START INFORMATION SUPPLIED

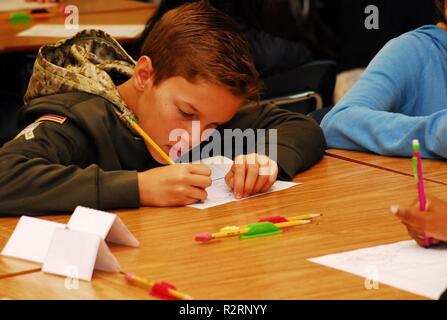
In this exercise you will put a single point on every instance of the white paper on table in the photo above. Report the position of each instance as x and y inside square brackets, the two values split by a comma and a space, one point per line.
[76, 254]
[106, 225]
[18, 5]
[60, 31]
[219, 193]
[72, 250]
[403, 265]
[31, 239]
[219, 166]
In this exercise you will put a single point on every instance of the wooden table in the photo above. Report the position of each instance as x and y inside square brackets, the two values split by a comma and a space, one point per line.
[355, 216]
[434, 170]
[90, 12]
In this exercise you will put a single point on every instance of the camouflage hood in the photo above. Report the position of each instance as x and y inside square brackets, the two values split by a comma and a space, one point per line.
[91, 61]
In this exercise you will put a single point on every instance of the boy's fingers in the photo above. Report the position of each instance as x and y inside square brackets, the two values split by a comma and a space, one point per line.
[239, 172]
[229, 179]
[260, 183]
[200, 169]
[270, 181]
[251, 178]
[196, 193]
[199, 181]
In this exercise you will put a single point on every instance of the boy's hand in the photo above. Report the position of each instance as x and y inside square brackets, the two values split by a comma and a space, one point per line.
[174, 185]
[251, 174]
[430, 223]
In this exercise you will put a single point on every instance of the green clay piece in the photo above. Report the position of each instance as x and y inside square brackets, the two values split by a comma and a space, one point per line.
[261, 229]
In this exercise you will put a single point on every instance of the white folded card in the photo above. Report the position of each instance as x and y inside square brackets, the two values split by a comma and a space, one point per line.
[73, 250]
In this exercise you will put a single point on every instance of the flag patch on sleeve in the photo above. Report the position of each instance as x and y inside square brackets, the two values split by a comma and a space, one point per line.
[53, 118]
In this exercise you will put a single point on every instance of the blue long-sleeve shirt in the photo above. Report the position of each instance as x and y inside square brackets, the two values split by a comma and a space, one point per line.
[401, 96]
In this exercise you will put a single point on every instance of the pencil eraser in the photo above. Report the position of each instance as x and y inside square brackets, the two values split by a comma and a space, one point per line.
[204, 237]
[129, 277]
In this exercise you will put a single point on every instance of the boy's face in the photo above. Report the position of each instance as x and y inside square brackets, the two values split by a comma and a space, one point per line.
[174, 104]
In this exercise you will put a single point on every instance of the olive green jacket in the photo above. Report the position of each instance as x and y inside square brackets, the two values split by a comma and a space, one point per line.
[78, 150]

END INFORMATION SUPPLIED

The entries above, without their pictures, should be written out exactly.

**OUTPUT BELOW**
In this exercise you will put a single point on every instance of the white paper on table in the photo above. Report the position of each instance as x and y inside square brackets, the two values split by a comma and a space, one point per line.
[76, 254]
[106, 225]
[18, 5]
[60, 31]
[219, 193]
[72, 250]
[403, 265]
[31, 239]
[219, 166]
In this exercise you will put a single point on every instance of the wooden table in the photo above. Report the position of each instance as x and y inside square brackets, the two values split by a comma and a space, one point per line.
[355, 216]
[434, 170]
[90, 12]
In this exercise you will put a single point on every instance of the camouflage hood in the photo above. Report the position of each instance as x and y inside square brackets, the two values split by a comma and a space, one point per line.
[91, 61]
In this exercise you will put a single point on every instance of the boy's fingers in the photo above. Report the position of each instance as x and y inside square brackets, the two values split by a comma and a space, one point per line.
[239, 172]
[229, 179]
[260, 183]
[200, 169]
[270, 181]
[251, 178]
[196, 193]
[199, 181]
In this exercise you will put a single point on every instance of the boy's hand in the photo above. Report the position of each instance as x and y inside square brackets, the two values split by a comma and a space, one point per line.
[174, 185]
[251, 174]
[430, 223]
In this exercise you will put a single point on every instance of the green clay piece in the photo above. Report the position of each instance as x and y inside square brackets, the two values split by a comma and a space, one point per line.
[261, 229]
In this exercise you will put a single point on every instance of the white folded card in the photo above. Report the position of each instance as x and y inside square brackets, the two values split by a comma and a space, one point per line.
[73, 250]
In this exercise you will put a single point on every instance of the flag patch on sleeve in the photo above. Report the position of each instance as x and y inside square brackets, the two values split by a comma and a space, one point per line.
[53, 118]
In this exercise you will put a single point on every instance of the blue long-sleeve shirt in the photo above. Report the position of each instance as x and y inside square brackets, the two values split by a comma and a space, one point per line.
[401, 96]
In this exercise you will put a single point on every instance of the pencil eraser in the photo above. Report the position of each instance as x and y inside square brackets, the two values split by a comma and a space, one point per line.
[204, 237]
[129, 277]
In this exercise you will put a single point on every instance of the boy's face in the photo above. Report the position of each instance as x and y inside square brackets, the two values split by a comma and a space, one point per line.
[174, 104]
In this exercise you will put a single point on every instance of the olive green jacket in the photo above. Report the position of each instance as x and y inside square brackets, the two values split by a comma and a space, one point per line.
[78, 150]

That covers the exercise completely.